■ **Article**:

════════════════

AbstractThis thesis deals with the application of modern identification techniques to model the dynamic relationship between the fuel flow and shaft speeds of a Rolls Royce aircraft gas turbine. It is motivated by the desire to exploit recent advances in modelling linear and nonlinear systems and the need to investigate the suitability of various model representations in nonlinear gas turbine modelling.
The first part of the thesis deals with linear gas turbine modelling, with the aim of estimating models which can be used to verify the linearised thermodynamic models derived from the engine physics, at different shaft speeds. A detailed analysis of the engine data is presented and linear engine models are identified at different operating points using time- and frequency-domain techniques. The influence of noise and nonlinearities on the estimated models is studied and it is shown that the use of multisine signals and frequency-domain techniques is particularly suited to this problem, since the derived continuous-time s-domain models can be directly compared with the linearised thermodynamic models. It is also shown that discrete models estimated in the time domain have excellent approximation capabilities but are not suited for the validation of the thermodynamic models since their modes are uncertain and they sometimes result in modes which do not have a continuous-time counterpart.

════════════════

■ **Part of a data file**:
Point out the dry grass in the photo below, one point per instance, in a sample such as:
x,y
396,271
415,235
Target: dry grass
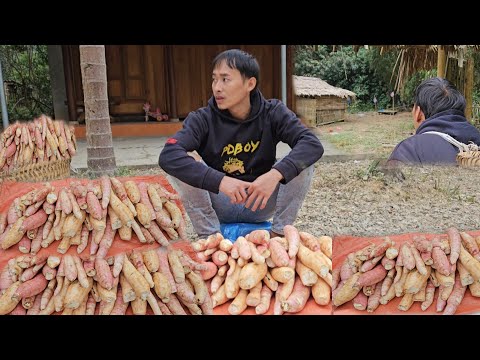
x,y
369,133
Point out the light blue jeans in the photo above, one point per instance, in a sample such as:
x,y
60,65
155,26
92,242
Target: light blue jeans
x,y
207,210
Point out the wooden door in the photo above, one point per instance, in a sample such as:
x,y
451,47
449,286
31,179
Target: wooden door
x,y
127,80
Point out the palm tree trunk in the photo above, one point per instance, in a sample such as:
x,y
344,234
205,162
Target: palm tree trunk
x,y
100,154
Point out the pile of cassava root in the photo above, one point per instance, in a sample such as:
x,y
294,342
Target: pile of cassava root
x,y
254,267
376,274
91,213
42,284
40,140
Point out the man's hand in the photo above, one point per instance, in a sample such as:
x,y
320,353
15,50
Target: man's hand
x,y
262,188
234,189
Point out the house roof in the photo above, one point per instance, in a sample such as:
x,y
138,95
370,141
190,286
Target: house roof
x,y
311,86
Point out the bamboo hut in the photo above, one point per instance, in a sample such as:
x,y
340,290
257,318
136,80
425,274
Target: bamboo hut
x,y
318,102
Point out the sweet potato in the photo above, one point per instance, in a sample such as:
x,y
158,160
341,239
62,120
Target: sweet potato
x,y
374,300
164,268
465,277
106,190
309,241
283,274
371,277
154,198
239,303
360,301
232,286
175,307
416,281
347,291
321,292
162,286
143,214
469,262
244,248
175,213
125,233
270,281
455,244
7,301
252,274
278,254
199,286
77,294
440,261
122,210
254,295
132,190
429,295
307,275
30,287
313,260
259,237
219,297
14,235
455,298
293,239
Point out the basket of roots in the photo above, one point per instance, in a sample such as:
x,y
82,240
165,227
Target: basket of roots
x,y
38,150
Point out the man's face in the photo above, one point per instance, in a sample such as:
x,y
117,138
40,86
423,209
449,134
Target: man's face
x,y
417,116
229,88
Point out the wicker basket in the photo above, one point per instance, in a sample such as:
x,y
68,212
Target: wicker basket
x,y
43,171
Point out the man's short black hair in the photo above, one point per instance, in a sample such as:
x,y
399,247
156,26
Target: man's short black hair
x,y
244,62
436,95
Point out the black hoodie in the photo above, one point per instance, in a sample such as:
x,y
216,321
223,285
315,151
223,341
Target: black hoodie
x,y
432,149
240,149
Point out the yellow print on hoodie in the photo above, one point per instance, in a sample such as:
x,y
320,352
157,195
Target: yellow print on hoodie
x,y
233,165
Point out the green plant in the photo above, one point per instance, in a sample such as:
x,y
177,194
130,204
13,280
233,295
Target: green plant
x,y
366,72
27,79
372,171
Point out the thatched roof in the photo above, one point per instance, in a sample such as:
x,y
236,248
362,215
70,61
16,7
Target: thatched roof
x,y
310,86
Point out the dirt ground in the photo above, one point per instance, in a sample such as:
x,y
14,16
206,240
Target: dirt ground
x,y
368,132
355,198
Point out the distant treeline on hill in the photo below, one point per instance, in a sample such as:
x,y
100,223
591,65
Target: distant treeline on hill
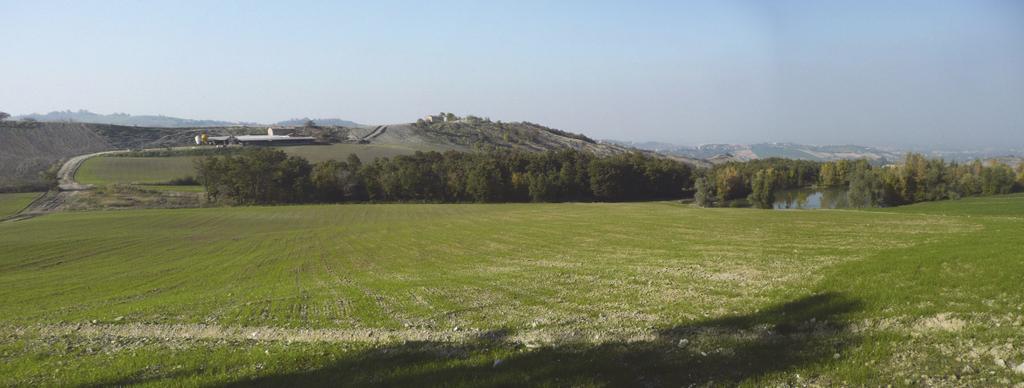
x,y
268,176
915,179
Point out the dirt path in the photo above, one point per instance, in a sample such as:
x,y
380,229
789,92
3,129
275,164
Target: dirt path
x,y
66,175
377,132
67,185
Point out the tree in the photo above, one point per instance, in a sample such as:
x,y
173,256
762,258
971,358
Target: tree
x,y
996,179
763,186
864,188
705,194
729,183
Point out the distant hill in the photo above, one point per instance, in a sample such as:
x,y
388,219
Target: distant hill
x,y
28,148
160,121
124,119
322,122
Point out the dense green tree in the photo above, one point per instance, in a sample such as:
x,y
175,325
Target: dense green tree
x,y
763,189
704,192
865,188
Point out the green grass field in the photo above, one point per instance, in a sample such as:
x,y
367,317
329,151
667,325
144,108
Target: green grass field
x,y
108,170
654,294
14,202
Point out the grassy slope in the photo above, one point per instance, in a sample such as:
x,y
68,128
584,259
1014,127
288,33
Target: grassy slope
x,y
134,170
14,202
562,294
160,170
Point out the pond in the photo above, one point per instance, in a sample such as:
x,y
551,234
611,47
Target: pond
x,y
811,199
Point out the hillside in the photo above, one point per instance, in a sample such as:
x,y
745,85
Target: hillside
x,y
28,148
160,121
320,122
473,133
124,119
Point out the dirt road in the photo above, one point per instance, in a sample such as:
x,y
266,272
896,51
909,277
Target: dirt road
x,y
52,200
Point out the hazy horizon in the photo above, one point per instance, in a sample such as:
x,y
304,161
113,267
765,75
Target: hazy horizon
x,y
913,74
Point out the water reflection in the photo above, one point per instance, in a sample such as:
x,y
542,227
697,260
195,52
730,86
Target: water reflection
x,y
811,199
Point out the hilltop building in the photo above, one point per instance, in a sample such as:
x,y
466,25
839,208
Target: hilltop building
x,y
268,139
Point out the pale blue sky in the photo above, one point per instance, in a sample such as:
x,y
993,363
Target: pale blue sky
x,y
925,73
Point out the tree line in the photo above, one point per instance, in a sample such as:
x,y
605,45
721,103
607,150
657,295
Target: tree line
x,y
915,179
270,176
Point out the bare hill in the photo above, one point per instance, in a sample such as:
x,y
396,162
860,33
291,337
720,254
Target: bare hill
x,y
472,133
28,148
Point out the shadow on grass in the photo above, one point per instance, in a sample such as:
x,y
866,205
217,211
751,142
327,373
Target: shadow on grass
x,y
728,351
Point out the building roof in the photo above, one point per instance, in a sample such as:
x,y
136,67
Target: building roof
x,y
260,138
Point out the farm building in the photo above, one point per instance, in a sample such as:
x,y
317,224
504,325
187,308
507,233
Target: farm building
x,y
268,139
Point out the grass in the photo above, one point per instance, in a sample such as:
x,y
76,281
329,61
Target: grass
x,y
554,294
103,170
154,171
12,203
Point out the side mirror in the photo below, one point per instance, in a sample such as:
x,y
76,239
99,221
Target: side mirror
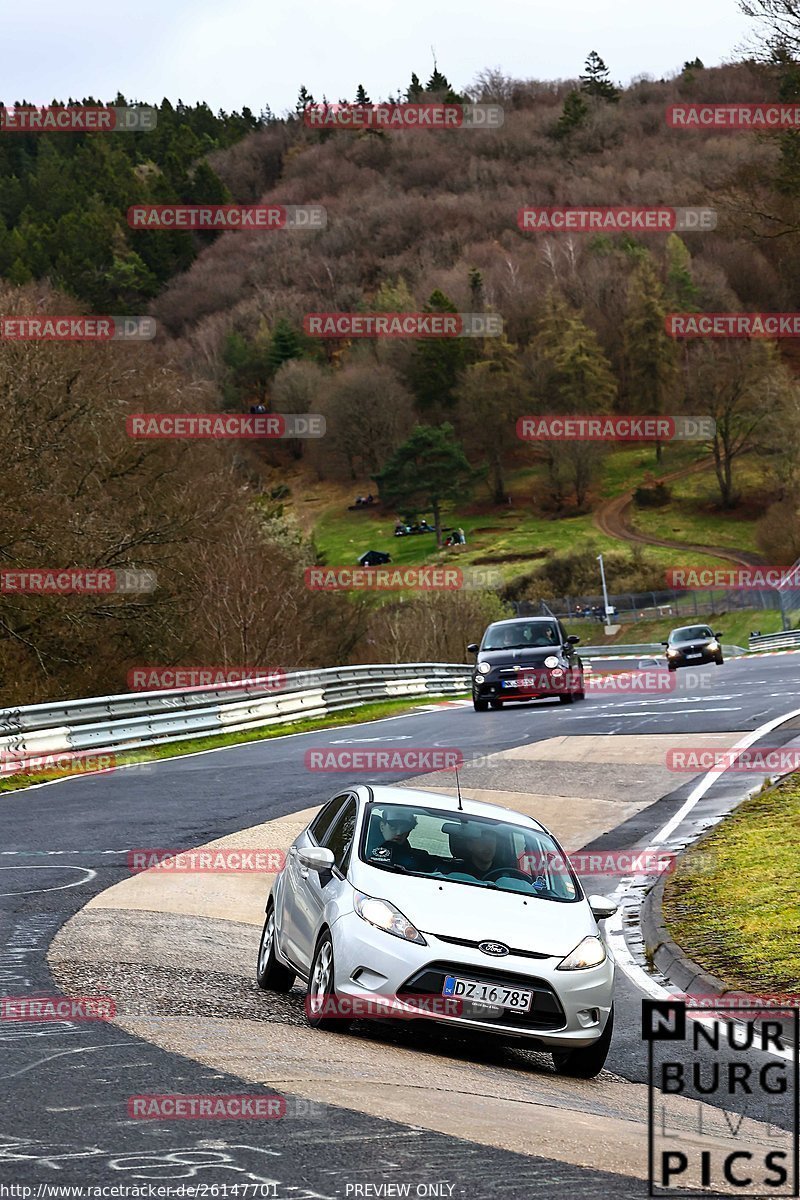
x,y
602,907
316,858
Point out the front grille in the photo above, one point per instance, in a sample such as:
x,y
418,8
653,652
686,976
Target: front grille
x,y
546,1012
474,946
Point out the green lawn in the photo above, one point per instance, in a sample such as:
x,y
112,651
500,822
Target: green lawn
x,y
695,514
513,539
733,903
629,466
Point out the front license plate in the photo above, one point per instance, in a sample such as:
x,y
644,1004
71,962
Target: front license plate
x,y
499,995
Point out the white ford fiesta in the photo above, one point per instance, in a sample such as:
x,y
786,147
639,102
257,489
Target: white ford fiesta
x,y
402,903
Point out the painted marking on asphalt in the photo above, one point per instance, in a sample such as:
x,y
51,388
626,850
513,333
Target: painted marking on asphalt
x,y
703,708
37,867
699,791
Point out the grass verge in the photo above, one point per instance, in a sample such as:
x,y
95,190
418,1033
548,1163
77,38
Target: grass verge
x,y
372,712
733,903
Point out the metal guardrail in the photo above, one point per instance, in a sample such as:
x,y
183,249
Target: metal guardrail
x,y
785,641
638,651
133,720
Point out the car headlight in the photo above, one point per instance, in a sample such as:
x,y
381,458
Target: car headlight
x,y
385,916
588,953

════════════════

■ **Aim of the task**:
List every distinct kind of model named in the second paragraph of the thesis abstract.

■ **Exercise output**:
- Linearised thermodynamic models derived from the engine physics
- Linear engine models
- Continuous-time s-domain models
- Discrete models estimated in the time domain